- [Your task]
Copy all records exactly, excluding images.
┌─ Dataset excerpts
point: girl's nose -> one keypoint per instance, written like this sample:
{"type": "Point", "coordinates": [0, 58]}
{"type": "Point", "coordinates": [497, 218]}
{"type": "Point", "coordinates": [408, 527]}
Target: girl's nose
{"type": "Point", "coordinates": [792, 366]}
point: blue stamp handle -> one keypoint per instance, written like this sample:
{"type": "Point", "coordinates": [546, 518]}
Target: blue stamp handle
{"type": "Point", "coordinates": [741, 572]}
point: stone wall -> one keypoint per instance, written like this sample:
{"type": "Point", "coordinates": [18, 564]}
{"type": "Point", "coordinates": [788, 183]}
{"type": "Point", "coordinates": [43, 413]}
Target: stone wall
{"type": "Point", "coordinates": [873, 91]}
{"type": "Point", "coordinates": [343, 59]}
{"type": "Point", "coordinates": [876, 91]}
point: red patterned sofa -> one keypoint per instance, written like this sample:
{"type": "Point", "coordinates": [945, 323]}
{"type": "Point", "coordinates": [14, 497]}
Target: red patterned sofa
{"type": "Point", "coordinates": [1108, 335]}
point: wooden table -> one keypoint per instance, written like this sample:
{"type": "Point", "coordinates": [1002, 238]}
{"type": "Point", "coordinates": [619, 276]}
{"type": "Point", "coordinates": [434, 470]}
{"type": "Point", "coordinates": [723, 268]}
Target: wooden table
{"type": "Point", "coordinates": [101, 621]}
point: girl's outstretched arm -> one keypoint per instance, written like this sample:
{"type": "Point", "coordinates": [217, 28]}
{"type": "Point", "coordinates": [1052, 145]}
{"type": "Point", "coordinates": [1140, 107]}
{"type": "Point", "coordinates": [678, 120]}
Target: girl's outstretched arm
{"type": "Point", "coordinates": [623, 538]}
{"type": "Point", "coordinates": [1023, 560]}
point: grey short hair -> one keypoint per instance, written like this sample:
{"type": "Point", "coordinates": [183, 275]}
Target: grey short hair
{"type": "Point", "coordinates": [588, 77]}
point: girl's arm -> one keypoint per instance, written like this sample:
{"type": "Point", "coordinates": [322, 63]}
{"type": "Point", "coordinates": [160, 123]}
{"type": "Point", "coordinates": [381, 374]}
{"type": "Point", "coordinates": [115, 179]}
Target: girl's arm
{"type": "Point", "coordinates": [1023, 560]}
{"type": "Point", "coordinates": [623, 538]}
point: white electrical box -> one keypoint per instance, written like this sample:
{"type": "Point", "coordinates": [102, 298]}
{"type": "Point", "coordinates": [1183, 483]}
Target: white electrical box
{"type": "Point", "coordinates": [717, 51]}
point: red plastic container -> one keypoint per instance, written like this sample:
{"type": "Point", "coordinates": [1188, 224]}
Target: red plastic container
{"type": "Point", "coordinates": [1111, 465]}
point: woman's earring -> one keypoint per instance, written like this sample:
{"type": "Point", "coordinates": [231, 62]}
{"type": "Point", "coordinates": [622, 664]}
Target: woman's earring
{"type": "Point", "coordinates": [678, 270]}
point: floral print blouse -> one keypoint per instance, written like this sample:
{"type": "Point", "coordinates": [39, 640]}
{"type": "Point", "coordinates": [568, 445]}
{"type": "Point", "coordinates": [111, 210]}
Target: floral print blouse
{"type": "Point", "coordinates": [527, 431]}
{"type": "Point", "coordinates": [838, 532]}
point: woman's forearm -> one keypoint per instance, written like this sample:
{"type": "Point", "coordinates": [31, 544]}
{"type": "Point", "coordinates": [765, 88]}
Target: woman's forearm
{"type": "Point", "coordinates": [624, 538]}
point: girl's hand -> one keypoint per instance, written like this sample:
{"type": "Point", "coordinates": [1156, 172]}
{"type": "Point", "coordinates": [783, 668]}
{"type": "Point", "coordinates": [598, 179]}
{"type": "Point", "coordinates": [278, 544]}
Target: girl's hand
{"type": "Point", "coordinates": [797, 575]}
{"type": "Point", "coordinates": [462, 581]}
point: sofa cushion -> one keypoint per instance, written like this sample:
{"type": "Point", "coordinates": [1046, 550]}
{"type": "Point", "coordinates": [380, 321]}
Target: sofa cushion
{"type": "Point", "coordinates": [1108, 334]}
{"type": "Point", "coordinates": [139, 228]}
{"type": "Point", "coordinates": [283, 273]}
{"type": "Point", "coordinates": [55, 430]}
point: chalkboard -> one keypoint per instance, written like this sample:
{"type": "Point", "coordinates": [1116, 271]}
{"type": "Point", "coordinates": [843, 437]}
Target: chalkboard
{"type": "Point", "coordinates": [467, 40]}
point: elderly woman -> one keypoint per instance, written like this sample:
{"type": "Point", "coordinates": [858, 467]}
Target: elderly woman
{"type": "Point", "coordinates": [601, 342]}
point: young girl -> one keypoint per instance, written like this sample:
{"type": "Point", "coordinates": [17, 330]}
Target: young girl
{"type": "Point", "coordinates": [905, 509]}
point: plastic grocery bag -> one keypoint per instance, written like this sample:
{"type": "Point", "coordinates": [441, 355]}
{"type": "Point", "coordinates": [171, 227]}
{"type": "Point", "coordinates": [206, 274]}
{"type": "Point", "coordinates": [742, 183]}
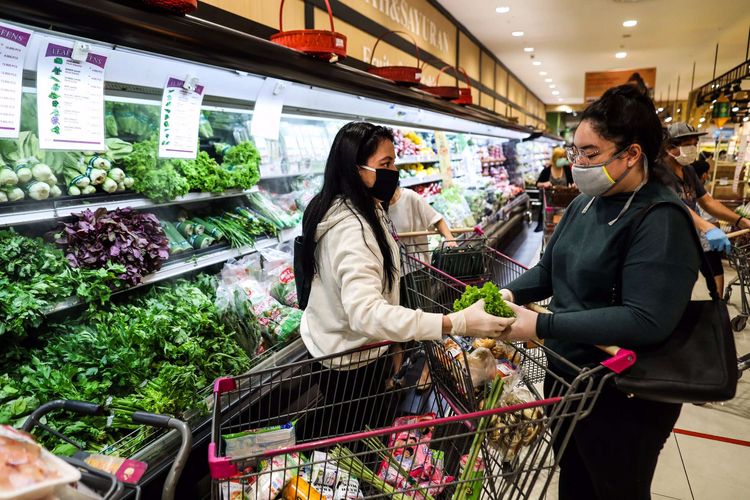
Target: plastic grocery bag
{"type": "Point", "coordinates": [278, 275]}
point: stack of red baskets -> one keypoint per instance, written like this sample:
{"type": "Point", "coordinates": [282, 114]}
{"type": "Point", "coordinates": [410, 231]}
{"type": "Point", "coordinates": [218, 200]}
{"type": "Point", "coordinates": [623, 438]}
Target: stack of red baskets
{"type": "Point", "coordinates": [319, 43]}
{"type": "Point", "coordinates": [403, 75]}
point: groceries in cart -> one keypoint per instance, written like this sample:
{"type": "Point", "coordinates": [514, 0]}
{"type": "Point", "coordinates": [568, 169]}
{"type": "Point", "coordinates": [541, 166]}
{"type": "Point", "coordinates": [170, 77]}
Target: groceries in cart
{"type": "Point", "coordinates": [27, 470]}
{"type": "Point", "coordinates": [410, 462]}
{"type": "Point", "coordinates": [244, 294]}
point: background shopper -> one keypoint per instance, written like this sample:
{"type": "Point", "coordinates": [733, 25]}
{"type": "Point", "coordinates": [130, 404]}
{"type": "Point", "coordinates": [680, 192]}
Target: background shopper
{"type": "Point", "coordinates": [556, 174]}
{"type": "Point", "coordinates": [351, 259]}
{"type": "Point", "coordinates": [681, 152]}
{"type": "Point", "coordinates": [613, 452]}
└─
- [Output for this exercise]
point: girl's nose -> one keypoint per instance, written like this sample:
{"type": "Point", "coordinates": [0, 58]}
{"type": "Point", "coordinates": [497, 218]}
{"type": "Point", "coordinates": [408, 527]}
Target: girl's nose
{"type": "Point", "coordinates": [792, 366]}
point: blue stamp handle -> one keypoint per instance, written like this sample:
{"type": "Point", "coordinates": [546, 518]}
Target: blue stamp handle
{"type": "Point", "coordinates": [741, 572]}
point: stone wall -> one keypoint per instance, written like this sample:
{"type": "Point", "coordinates": [18, 564]}
{"type": "Point", "coordinates": [788, 183]}
{"type": "Point", "coordinates": [43, 413]}
Target: stone wall
{"type": "Point", "coordinates": [873, 91]}
{"type": "Point", "coordinates": [343, 59]}
{"type": "Point", "coordinates": [876, 91]}
point: red patterned sofa -> one keypoint per instance, written like this sample:
{"type": "Point", "coordinates": [945, 323]}
{"type": "Point", "coordinates": [14, 497]}
Target: red patterned sofa
{"type": "Point", "coordinates": [1108, 335]}
point: wooden table -> one keypoint per instance, written like this sample:
{"type": "Point", "coordinates": [1002, 238]}
{"type": "Point", "coordinates": [619, 276]}
{"type": "Point", "coordinates": [434, 470]}
{"type": "Point", "coordinates": [723, 268]}
Target: wooden table
{"type": "Point", "coordinates": [101, 621]}
point: girl's outstretched arm -> one keypoint per instance, written like this sample:
{"type": "Point", "coordinates": [217, 28]}
{"type": "Point", "coordinates": [1052, 145]}
{"type": "Point", "coordinates": [1140, 107]}
{"type": "Point", "coordinates": [678, 120]}
Target: girl's outstretched arm
{"type": "Point", "coordinates": [623, 538]}
{"type": "Point", "coordinates": [1023, 560]}
point: grey short hair -> one keypoint per instance, written like this sample:
{"type": "Point", "coordinates": [183, 275]}
Target: grey short hair
{"type": "Point", "coordinates": [588, 77]}
point: girl's arm -> one keypoint per instance, written like this sample:
{"type": "Point", "coordinates": [322, 63]}
{"type": "Point", "coordinates": [160, 123]}
{"type": "Point", "coordinates": [381, 374]}
{"type": "Point", "coordinates": [115, 179]}
Target: girl's arm
{"type": "Point", "coordinates": [1023, 560]}
{"type": "Point", "coordinates": [623, 538]}
point: white electrical box -> one keypoint per instance, written like this sample:
{"type": "Point", "coordinates": [102, 298]}
{"type": "Point", "coordinates": [1183, 483]}
Target: white electrical box
{"type": "Point", "coordinates": [717, 51]}
point: red plastic container -> one keypoint per instance, written like this sample:
{"type": "Point", "coordinates": [1188, 224]}
Target: red plastic container
{"type": "Point", "coordinates": [1111, 465]}
point: woman's earring -> one keypoint per instance, written like this sample:
{"type": "Point", "coordinates": [231, 62]}
{"type": "Point", "coordinates": [622, 664]}
Target: woman's earring
{"type": "Point", "coordinates": [678, 270]}
point: floral print blouse -> one keypoint per instance, written like this sample:
{"type": "Point", "coordinates": [39, 640]}
{"type": "Point", "coordinates": [568, 445]}
{"type": "Point", "coordinates": [111, 210]}
Target: floral print blouse
{"type": "Point", "coordinates": [527, 431]}
{"type": "Point", "coordinates": [838, 532]}
point: woman's forearm -> one keypoint per instance, written like this sample:
{"type": "Point", "coordinates": [31, 544]}
{"type": "Point", "coordinates": [765, 88]}
Target: woman's forearm
{"type": "Point", "coordinates": [624, 538]}
point: girl's hand -> one keypoint per instance, written like this sample:
{"type": "Point", "coordinates": [1156, 172]}
{"type": "Point", "coordinates": [783, 668]}
{"type": "Point", "coordinates": [598, 179]}
{"type": "Point", "coordinates": [278, 544]}
Target: girl's hand
{"type": "Point", "coordinates": [797, 575]}
{"type": "Point", "coordinates": [462, 581]}
point: sofa cushion -> one keypoint per instance, written like this sample:
{"type": "Point", "coordinates": [1046, 550]}
{"type": "Point", "coordinates": [380, 321]}
Target: sofa cushion
{"type": "Point", "coordinates": [1108, 334]}
{"type": "Point", "coordinates": [139, 228]}
{"type": "Point", "coordinates": [283, 273]}
{"type": "Point", "coordinates": [55, 430]}
point: chalkboard -> one keypoint per instance, written like this sample:
{"type": "Point", "coordinates": [1116, 271]}
{"type": "Point", "coordinates": [843, 437]}
Target: chalkboard
{"type": "Point", "coordinates": [467, 40]}
point: elderly woman -> one keypoint per instance, written like this sample:
{"type": "Point", "coordinates": [858, 467]}
Target: elderly woman
{"type": "Point", "coordinates": [601, 342]}
point: young girl -> one keypoint per instance, written like this sample:
{"type": "Point", "coordinates": [17, 330]}
Target: young girl
{"type": "Point", "coordinates": [905, 509]}
point: plastic grocery bag -> one keypoint per instance, written like this sample:
{"type": "Point", "coordinates": [441, 355]}
{"type": "Point", "coordinates": [171, 227]}
{"type": "Point", "coordinates": [206, 274]}
{"type": "Point", "coordinates": [742, 183]}
Target: plastic grocery bag
{"type": "Point", "coordinates": [278, 275]}
point: stack of red baskets -> one keypoint per instance, written like this sample:
{"type": "Point", "coordinates": [282, 114]}
{"type": "Point", "coordinates": [410, 231]}
{"type": "Point", "coordinates": [218, 200]}
{"type": "Point", "coordinates": [623, 438]}
Target: stack of red baskets
{"type": "Point", "coordinates": [319, 43]}
{"type": "Point", "coordinates": [403, 75]}
point: groceries in cart -> one keypoint per instance, written like this sample:
{"type": "Point", "coordinates": [514, 0]}
{"type": "Point", "coordinates": [568, 169]}
{"type": "Point", "coordinates": [541, 166]}
{"type": "Point", "coordinates": [170, 77]}
Target: groceries in cart
{"type": "Point", "coordinates": [27, 470]}
{"type": "Point", "coordinates": [410, 462]}
{"type": "Point", "coordinates": [244, 294]}
point: background shopper -> one keypoint per instance, written like this sample:
{"type": "Point", "coordinates": [733, 25]}
{"type": "Point", "coordinates": [130, 404]}
{"type": "Point", "coordinates": [680, 192]}
Target: background shopper
{"type": "Point", "coordinates": [556, 174]}
{"type": "Point", "coordinates": [351, 259]}
{"type": "Point", "coordinates": [681, 152]}
{"type": "Point", "coordinates": [613, 452]}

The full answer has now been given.